— EXERCISE —
Each line from the opening of the listing below through the line that contains "of the paved" is to be output exactly as written.

================================

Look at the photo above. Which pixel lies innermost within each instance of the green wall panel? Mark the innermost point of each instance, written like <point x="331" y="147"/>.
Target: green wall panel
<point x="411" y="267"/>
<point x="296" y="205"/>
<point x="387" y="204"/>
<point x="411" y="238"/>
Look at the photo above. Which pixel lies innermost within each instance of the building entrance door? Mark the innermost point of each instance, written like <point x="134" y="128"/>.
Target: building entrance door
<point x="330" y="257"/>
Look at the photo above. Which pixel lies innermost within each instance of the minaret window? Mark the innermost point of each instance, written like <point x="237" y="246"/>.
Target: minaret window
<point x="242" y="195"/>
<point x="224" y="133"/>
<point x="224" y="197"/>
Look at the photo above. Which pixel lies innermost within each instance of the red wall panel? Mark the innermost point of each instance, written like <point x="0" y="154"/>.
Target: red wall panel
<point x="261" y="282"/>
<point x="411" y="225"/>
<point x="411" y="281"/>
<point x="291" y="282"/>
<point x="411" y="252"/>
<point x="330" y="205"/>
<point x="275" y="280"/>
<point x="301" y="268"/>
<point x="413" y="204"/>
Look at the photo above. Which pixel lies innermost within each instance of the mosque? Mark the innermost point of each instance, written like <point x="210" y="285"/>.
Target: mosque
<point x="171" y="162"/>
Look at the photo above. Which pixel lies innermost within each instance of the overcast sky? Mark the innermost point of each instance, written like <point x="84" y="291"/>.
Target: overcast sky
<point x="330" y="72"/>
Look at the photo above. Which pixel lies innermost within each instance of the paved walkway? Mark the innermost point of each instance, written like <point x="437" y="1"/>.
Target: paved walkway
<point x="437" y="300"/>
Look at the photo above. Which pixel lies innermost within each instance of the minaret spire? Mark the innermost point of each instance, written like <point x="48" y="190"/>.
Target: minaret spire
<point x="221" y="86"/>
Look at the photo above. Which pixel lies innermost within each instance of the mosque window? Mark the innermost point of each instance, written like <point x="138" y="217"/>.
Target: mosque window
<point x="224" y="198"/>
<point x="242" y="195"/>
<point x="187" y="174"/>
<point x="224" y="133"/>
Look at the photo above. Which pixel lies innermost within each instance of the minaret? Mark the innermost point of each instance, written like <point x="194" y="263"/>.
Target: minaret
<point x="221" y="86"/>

================================

— WORKED SOLUTION —
Look at the photo above. Which pixel lies innermost within each instance of the green wall panel? Mark the innermost point of each instance, written like <point x="331" y="147"/>.
Target: green wall panel
<point x="411" y="267"/>
<point x="296" y="205"/>
<point x="387" y="204"/>
<point x="411" y="238"/>
Look at the photo above. Which pixel lies innermost within each instance of the building entrance door? Mark the innermost point of each instance, written like <point x="134" y="128"/>.
Target: building entrance door
<point x="330" y="257"/>
Look at the photo above. Which pixel lies innermost within each instance of the minaret window? Mark the innermost point of each instance, written like <point x="237" y="246"/>.
Target: minaret window
<point x="242" y="195"/>
<point x="224" y="133"/>
<point x="224" y="197"/>
Look at the photo above. Which pixel lies innermost within each instance of the red wall panel? Mark the innermost point of each instance, written like <point x="0" y="154"/>.
Target: red wall panel
<point x="261" y="282"/>
<point x="411" y="225"/>
<point x="411" y="281"/>
<point x="291" y="282"/>
<point x="411" y="252"/>
<point x="330" y="205"/>
<point x="275" y="280"/>
<point x="301" y="268"/>
<point x="413" y="204"/>
Look at the photo above. Which pixel lies innermost within each instance of the mosque? Mark the innermost point of each instance, written like <point x="210" y="285"/>.
Target: mosque
<point x="171" y="162"/>
Look at the photo above. Which pixel lies innermost within each instance of the overcast sky? Mark the innermost point of each instance, written like <point x="84" y="291"/>.
Target: overcast sky
<point x="330" y="72"/>
Look at the photo above. Which pixel lies innermost within each instance of the paved walkway? Mark the innermost point of each instance, written like <point x="437" y="1"/>.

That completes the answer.